§ Texto proporcionado:
===============
¿Qué tal te llevas con tus emociones?

A lo largo del día nuestro estado emocional varía. Podemos sentir enfado, tristeza, asco, alegría, sorpresa o miedo -que son las 6 emociones básicas-, y además, una gran variedad de sentimientos y estados de ánimo diferentes.

Las emociones forman parte de nosotros y no podemos negarlas o ignorarlas. Es como si tuvieran vida propia. Surgen de manera espontánea sin que podamos hacer nada por evitarlas. Otra cosa diferente son los sentimientos o estados de ánimo que pueden generar esas emociones. Y eso sí depende de nosotros.

¿Para qué sirven las emociones?

Cuando se rompe el equilibrio entre nosotros y el entorno en el que estamos surge una emoción. ¿Para qué? Para avisarnos de que está sucediendo algo que es importante para nosotros, para darnos información sobre lo que necesitamos en ese momento, y para invitarnos a pasar a la acción.

Así, por ejemplo, el miedo nos avisa de que estamos en peligro, nos pone alerta, y nos invita a huir. El enfado nos dice que alguien se ha saltado nuestros límites y nos invita a defendernos. La tristeza surge como consecuencia de haber perdido algo o alguien -que es importante para nosotros-, y nos invita a retraernos…… Las emociones surgen de manera natural. No somos responsables de sentirlas, pero sí lo somos de permitir que nos gobiernen y dominen nuestra vida.

Las emociones son neutras. Y no hay emociones buenas ni malas. ¿Acaso es malo sentir enfado? NO. Otra cosa es lo que, en ese momento, decidamos hacer con ese enfado que ha surgido.

Emociones y sentimientos.

Una vez que ha aparecido la emoción, dependiendo de los pensamientos que asociemos a esa emoción, o de la historia que nos contemos acerca de lo que está sucediendo, nuestro estado de ánimo -o el sentimiento que experimentaremos- podrá ser diferente.
===============
§ Tareas a realizar:
**1.** Enumera las seis emociones básicas que menciona el texto sobre las emociones.
**2.** Según el texto sobre las emociones, ¿a qué nos invita el enfado?

(Registros de una recopilación de datos)
===============
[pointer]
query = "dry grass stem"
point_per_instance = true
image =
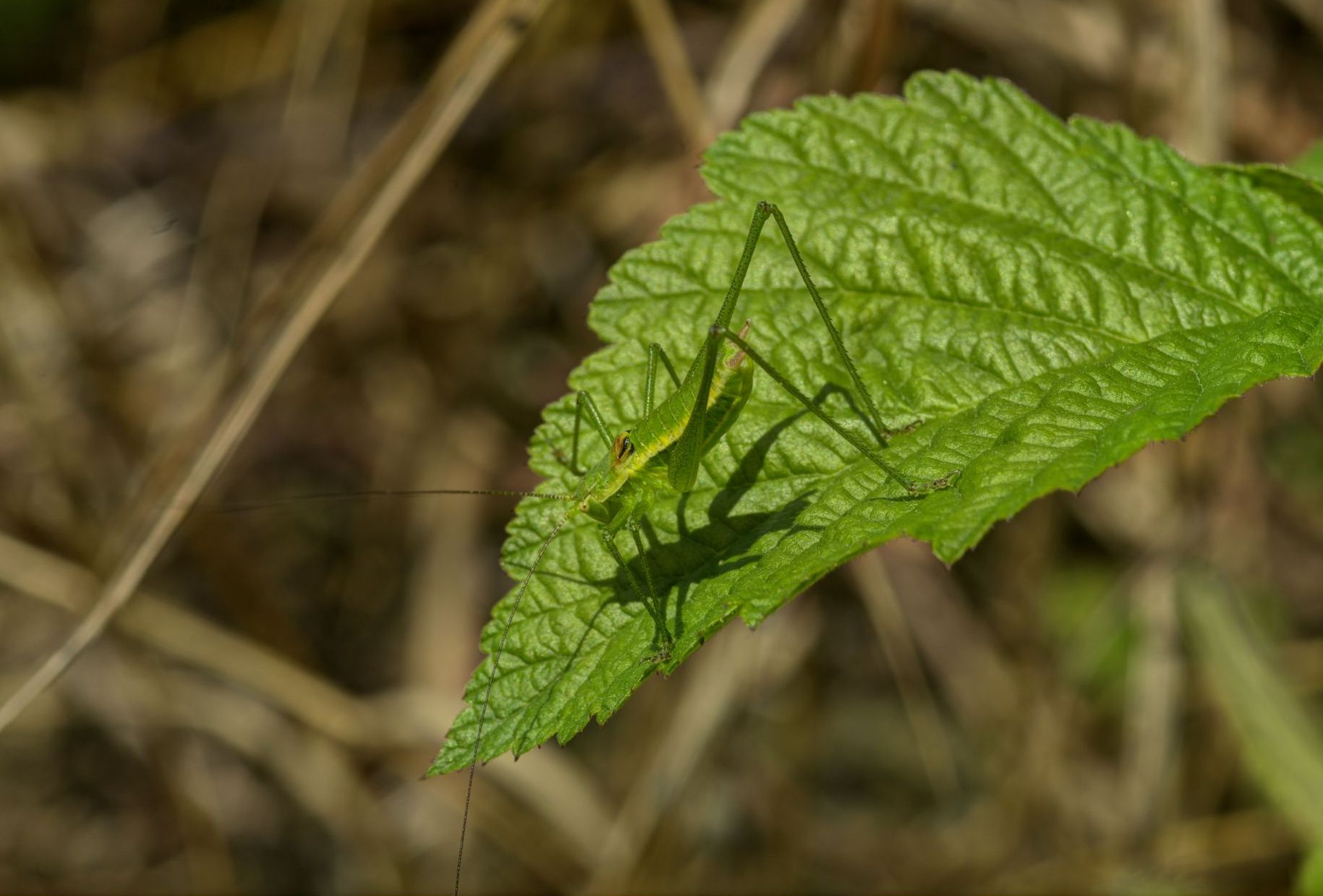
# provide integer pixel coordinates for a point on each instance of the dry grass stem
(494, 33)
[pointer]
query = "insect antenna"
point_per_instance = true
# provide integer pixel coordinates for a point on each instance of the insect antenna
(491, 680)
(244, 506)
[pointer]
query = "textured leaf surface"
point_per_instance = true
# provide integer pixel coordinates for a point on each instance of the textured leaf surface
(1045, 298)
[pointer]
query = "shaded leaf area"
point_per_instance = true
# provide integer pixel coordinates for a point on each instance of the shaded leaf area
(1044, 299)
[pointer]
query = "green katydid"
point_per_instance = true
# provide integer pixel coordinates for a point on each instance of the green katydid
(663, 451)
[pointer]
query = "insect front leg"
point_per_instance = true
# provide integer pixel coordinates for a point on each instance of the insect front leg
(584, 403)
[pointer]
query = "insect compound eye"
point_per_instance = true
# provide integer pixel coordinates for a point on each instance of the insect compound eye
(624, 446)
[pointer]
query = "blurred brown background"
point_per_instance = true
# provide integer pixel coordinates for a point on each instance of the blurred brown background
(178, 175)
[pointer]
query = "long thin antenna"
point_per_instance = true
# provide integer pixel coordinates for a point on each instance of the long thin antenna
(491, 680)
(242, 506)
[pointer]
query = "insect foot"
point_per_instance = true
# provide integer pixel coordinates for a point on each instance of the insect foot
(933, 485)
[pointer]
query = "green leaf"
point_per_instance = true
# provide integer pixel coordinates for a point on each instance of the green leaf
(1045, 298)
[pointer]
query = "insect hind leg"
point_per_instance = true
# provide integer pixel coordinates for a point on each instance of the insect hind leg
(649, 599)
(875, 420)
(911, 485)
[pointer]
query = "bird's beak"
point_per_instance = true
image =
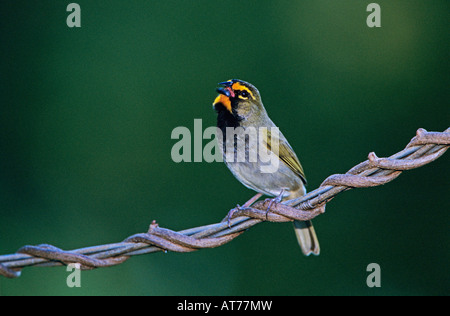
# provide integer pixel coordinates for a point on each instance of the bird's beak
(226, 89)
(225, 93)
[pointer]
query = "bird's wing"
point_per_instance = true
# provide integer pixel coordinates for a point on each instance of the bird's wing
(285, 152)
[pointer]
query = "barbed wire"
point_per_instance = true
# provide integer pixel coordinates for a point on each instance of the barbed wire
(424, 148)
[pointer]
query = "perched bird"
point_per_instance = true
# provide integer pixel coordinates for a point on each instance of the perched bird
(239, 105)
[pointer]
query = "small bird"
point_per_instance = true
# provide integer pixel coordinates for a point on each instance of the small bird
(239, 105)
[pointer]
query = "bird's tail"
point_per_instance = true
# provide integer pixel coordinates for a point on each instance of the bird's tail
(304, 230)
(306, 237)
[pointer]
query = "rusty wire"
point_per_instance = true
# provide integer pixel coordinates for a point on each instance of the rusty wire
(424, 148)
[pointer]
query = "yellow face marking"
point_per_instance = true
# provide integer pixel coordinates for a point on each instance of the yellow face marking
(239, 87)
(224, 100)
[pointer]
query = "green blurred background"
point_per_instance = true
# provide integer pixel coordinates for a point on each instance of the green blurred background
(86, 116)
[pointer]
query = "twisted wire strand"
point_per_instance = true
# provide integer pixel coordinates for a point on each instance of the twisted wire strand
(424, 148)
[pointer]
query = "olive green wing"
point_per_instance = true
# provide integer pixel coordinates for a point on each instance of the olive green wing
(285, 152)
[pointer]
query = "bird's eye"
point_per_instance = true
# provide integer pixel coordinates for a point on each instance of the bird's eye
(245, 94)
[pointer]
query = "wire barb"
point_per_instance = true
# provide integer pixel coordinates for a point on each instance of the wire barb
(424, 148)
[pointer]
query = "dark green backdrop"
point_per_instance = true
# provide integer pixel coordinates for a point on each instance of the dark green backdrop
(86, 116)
===============
§ Soluciones:
**1.** Enfado, tristeza, asco, alegría, sorpresa y miedo.

**2.** Nos invita a defendernos.